Text provided:
-- -- --
According to a re-working of this example by the appellant (see document D3a), the specific surface area did not decrease further after a longer calcination at 1 000°C for 12 h, and the total pore volumes before and after calcination according to the BJH method are in the claimed ranges. By contrast, the P/W ratios of 0.032 and 0.023 (before and after calcination respectively, see the table on page 2 of D3a) are below the minimum values required by claim 3 (through the reference back to method claim 1).

4.1.3 According to the patent in suit, the problem to be posed is the provision of a zirconia-based porous body with improved heat resistance maintaining a high specific surface area and total pore volume even after heating for a long time (paragraphs [0015] and [0028] of the patent in suit).

4.1.4 The proposed solution to this problem is the zirconia-based porous body of claim 3 characterised at least by P/W ratios before and after calcination above specific thresholds (which are required via the reference to claim 1).

4.1.5 For the reasons set out below, the technical problem has been successfully solved.

Table 4 of the patent in suit confirms that inventive Examples 1 to 4 with P/W ratios before and after calcination within the claimed ranges have a higher specific surface area after a calcination of 12 h at 1 100°C than Comparative Examples 1 and 2. This indicates improved thermal stability after calcination.
-- -- --
Location identification items:
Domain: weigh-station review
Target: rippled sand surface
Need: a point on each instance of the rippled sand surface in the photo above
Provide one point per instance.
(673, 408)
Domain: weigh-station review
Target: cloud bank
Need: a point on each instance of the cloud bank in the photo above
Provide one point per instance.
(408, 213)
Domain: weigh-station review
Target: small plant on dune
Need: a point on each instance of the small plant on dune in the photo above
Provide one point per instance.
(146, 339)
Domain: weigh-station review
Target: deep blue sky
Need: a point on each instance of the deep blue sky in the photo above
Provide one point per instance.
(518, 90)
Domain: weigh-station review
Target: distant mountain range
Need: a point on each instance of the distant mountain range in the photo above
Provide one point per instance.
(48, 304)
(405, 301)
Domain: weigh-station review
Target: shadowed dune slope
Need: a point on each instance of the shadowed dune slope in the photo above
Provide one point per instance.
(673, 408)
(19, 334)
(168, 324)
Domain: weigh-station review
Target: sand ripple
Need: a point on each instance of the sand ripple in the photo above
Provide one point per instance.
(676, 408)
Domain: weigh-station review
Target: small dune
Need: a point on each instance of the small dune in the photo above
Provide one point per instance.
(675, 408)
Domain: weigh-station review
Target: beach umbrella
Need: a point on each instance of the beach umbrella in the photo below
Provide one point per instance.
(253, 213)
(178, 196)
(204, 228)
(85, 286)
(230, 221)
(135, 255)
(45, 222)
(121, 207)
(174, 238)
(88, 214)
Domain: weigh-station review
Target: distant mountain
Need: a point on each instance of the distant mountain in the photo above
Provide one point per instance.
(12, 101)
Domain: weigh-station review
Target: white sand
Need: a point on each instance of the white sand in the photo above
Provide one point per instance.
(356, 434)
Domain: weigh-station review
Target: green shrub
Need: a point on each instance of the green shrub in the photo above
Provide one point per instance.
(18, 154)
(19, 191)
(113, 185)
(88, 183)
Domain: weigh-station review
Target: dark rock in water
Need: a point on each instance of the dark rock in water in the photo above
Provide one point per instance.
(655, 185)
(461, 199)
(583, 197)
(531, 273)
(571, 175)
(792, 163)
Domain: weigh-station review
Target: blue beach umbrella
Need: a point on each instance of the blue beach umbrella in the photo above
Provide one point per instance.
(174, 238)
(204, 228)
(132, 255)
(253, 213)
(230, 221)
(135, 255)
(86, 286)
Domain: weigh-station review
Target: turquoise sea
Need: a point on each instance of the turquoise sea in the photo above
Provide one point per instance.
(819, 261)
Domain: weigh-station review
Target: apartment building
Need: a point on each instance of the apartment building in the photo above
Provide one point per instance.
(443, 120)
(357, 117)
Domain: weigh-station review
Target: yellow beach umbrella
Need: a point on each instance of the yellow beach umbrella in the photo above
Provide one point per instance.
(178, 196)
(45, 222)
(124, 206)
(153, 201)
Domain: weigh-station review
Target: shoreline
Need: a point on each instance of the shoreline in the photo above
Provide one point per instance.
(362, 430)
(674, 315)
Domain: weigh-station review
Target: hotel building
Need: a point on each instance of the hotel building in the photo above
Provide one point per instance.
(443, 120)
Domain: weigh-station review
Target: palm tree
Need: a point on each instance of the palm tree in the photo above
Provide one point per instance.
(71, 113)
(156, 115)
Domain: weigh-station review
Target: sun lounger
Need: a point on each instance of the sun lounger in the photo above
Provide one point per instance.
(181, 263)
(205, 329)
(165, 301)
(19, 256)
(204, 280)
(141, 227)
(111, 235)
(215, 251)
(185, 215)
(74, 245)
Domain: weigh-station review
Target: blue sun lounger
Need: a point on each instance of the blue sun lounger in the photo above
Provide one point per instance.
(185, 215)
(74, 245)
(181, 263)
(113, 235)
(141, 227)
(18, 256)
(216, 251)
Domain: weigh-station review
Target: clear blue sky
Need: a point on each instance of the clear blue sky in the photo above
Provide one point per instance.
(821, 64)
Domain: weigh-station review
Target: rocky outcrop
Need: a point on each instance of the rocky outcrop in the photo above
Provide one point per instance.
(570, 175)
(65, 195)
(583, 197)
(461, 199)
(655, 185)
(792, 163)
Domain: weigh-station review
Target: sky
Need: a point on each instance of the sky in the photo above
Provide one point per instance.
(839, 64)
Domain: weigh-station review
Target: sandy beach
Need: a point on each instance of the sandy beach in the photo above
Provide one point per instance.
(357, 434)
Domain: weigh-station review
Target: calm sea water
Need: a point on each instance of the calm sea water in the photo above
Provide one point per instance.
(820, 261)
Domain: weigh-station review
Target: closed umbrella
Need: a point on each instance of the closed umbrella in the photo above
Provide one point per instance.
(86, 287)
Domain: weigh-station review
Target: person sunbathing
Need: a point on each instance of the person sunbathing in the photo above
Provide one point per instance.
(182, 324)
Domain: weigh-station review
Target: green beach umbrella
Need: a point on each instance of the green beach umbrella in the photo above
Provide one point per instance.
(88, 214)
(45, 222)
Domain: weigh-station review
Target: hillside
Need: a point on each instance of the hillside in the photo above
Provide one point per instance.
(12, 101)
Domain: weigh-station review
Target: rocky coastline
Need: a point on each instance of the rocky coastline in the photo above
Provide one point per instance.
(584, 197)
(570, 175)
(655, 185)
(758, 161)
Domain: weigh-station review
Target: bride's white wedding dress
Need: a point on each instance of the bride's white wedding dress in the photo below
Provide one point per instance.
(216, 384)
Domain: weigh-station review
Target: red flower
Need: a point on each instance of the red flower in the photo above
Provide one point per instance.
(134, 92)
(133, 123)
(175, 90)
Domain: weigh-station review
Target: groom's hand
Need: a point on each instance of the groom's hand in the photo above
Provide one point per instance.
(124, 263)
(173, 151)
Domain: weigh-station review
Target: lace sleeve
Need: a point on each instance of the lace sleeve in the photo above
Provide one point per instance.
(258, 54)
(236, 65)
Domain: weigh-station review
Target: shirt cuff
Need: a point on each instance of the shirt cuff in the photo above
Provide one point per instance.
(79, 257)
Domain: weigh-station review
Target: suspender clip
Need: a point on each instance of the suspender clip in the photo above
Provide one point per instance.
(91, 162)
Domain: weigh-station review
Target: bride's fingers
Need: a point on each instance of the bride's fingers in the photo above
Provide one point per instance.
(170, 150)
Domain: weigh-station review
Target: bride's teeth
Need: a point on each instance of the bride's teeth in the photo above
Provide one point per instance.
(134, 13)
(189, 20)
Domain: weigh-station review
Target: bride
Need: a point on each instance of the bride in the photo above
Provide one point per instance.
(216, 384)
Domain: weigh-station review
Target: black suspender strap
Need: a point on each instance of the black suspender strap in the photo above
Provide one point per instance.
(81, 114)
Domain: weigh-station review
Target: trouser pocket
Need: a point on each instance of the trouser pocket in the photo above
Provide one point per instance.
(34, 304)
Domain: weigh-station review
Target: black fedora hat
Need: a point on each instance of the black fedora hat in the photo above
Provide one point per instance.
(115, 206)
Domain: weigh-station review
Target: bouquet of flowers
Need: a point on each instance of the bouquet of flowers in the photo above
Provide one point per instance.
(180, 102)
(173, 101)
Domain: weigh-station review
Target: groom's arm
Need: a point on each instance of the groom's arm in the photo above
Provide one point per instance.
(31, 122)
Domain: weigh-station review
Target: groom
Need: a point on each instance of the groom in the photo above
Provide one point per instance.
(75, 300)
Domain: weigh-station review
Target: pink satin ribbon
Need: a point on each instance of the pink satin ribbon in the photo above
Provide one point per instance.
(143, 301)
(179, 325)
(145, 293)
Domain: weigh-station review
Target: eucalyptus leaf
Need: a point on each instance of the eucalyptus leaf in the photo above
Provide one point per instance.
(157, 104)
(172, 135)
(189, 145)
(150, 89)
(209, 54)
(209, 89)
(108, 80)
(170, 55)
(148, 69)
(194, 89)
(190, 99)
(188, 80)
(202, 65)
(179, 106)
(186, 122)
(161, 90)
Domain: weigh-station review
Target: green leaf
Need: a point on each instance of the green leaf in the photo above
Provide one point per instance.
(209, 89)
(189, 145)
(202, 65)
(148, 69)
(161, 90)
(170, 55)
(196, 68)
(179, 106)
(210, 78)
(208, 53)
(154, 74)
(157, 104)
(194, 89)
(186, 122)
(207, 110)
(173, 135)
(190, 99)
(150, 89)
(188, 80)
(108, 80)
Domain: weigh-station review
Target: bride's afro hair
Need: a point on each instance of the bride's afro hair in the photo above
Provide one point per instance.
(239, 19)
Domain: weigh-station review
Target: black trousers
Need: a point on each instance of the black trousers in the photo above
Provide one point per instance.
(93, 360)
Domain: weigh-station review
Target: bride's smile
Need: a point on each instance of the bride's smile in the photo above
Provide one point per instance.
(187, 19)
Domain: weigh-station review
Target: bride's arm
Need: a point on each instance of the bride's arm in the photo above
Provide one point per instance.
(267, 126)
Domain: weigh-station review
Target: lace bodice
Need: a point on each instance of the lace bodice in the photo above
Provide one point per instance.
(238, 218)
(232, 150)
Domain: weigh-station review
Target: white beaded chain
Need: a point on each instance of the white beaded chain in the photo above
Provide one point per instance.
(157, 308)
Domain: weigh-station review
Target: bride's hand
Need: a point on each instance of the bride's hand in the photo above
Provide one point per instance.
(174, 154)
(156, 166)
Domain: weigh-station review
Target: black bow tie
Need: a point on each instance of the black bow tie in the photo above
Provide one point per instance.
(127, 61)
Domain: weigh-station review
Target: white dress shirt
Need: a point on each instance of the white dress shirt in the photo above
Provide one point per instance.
-- -- --
Tasks and exercises:
a: Transcribe the part of the zirconia passage that opens with the words containing "According to a" and closes with "patent in suit).".
b: List every section number that appears in the zirconia passage.
c: Do these statements agree with the zirconia passage? (i) In D3a, the P/W ratio after calcination was 0.023. (ii) Table 4 compares the examples after a 12 h calcination at 1 000°C. (iii) The technical problem was found not to be solved. Answer yes or no for each, and quote the words that decide it.
The material is separate from the zirconia passage.

Expected results:
a:
According to a re-working of this example by the appellant (see document D3a), the specific surface area did not decrease further after a longer calcination at 1 000°C for 12 h, and the total pore volumes before and after calcination according to the BJH method are in the claimed ranges. By contrast, the P/W ratios of 0.032 and 0.023 (before and after calcination respectively, see the table on page 2 of D3a) are below the minimum values required by claim 3 (through the reference back to method claim 1).

4.1.3 According to the patent in suit, the problem to be posed is the provision of a zirconia-based porous body with improved heat resistance maintaining a high specific surface area and total pore volume even after heating for a long time (paragraphs [0015] and [0028] of the patent in suit).

b: 4.1.3, 4.1.4, 4.1.5

c:
(i) Yes: "the P/W ratios of 0.032 and 0.023 (before and after calcination respectively"
(ii) No: "after a calcination of 12 h at 1 100°C"
(iii) No: "the technical problem has been successfully solved."